__ARTICLE__:

- - - - - - -

Sony has earned widespread acclaim for its success in the development and mass-production of the world's first OLED television, which follows earlier development successes---the Super Top Emission structure for OLED panels, and the active matrix OLED display.

Sony first became involved in OLED research around 1994. A growing number of organizations had established OLED R&D projects after the publication of a paper in 1987 describing a thin-film OLED device fabricated using vapor deposition. In this sense, Sony was a latecomer to this field. At the time, Trinitron was still Sony's core technology for display devices. Of course, the Company was also working on the development of next-generation flat-panel display devices and had established parallel projects focusing on various types of devices, including the Plasmatron (plasma addressed liquid crystal) and field emission display (FED) systems.

"Various systems were being tried at that time. It was as if they were in competition with each other. There was extensive debate on which technology would be the winner."

Not everyone thought that OLED was likely to become a major future display technology, and the development of display devices based on OLED technology did not begin in earnest until 1998. Tetsuo Urabe was a member of the OLED display development team established that year.

Technology had already been developed to create light using OLED. However, Sony wanted to develop an OLED display for TV use. This achievement would necessitate the creation of a screen made up of large numbers of picture elements. Sony decided to use an active matrix system based on thin-film transistor (TFT) technology, which is also used in LCD panels. The consensus view at the time was that it would be very difficult to apply this technology to the development of an OLED display. However, Urabe and his colleagues began to develop an active matrix driver for an OLED-based system.

"There was growing interest in the concept of an OLED system with an active matrix driver. It was seen as a technology for the future. Sony was a latecomer to OLED R&D, but we were among the first to start developing the technology for use as a television display device."

The first problem in using an active matrix system to drive an OLED display was variation in pixel brightness. This variation results from differences in the characteristics of the TFTs positioned in each pixel.

"In an OLED display, the TFTs drive the luminescence themselves. This means that any variation in TFT characteristics end up as variations in the brightness of individual pixels."

Since creating TFTs with identical characteristics is virtually impossible, Urabe's team decided to focus instead on the development of a method to compensate for this. After studying several possible solutions, they decided to use current mirror circuits.

Current mirror circuits consist of two circuits that are mirror images of each other. When a current flows in one of the circuits, the same exact current will flow through the other one. These circuits were attached to neighboring pixels. Provided both pixels in each pair have the same TFT characteristics, there will be no variation in pixel brightness between them. Using this concept, Urabe's team was able to overcome the brightness variation problem by arranging large numbers of pixels symmetrically. In 2001, they succeeded in developing the world's first 13-inch active matrix OLED display. At the time, it was the largest in the world.

- - - - - - -

__COLLECTED DATA__:
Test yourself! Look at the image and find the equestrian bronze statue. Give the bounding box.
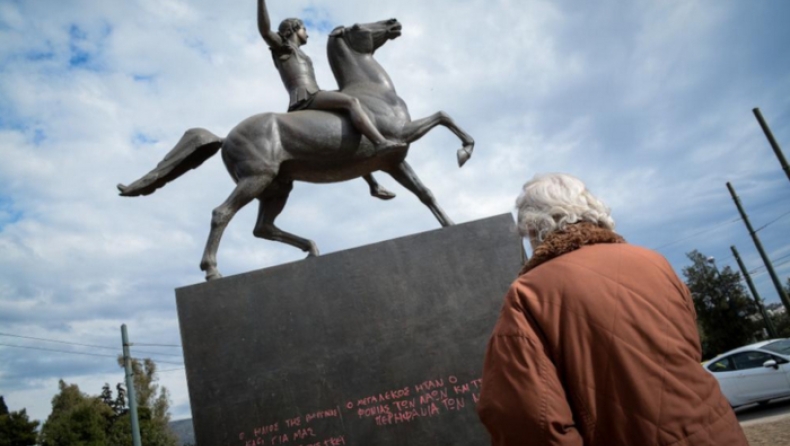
[118,19,474,280]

- - - - - - -

__YOUR INSTRUCTIONS__: Could you reproduce the passage of the Sony OLED article above word for word, from "The first problem" up to and including "current mirror circuits."?

__ANSWER IN FULL__:
The first problem in using an active matrix system to drive an OLED display was variation in pixel brightness. This variation results from differences in the characteristics of the TFTs positioned in each pixel.

"In an OLED display, the TFTs drive the luminescence themselves. This means that any variation in TFT characteristics end up as variations in the brightness of individual pixels."

Since creating TFTs with identical characteristics is virtually impossible, Urabe's team decided to focus instead on the development of a method to compensate for this. After studying several possible solutions, they decided to use current mirror circuits.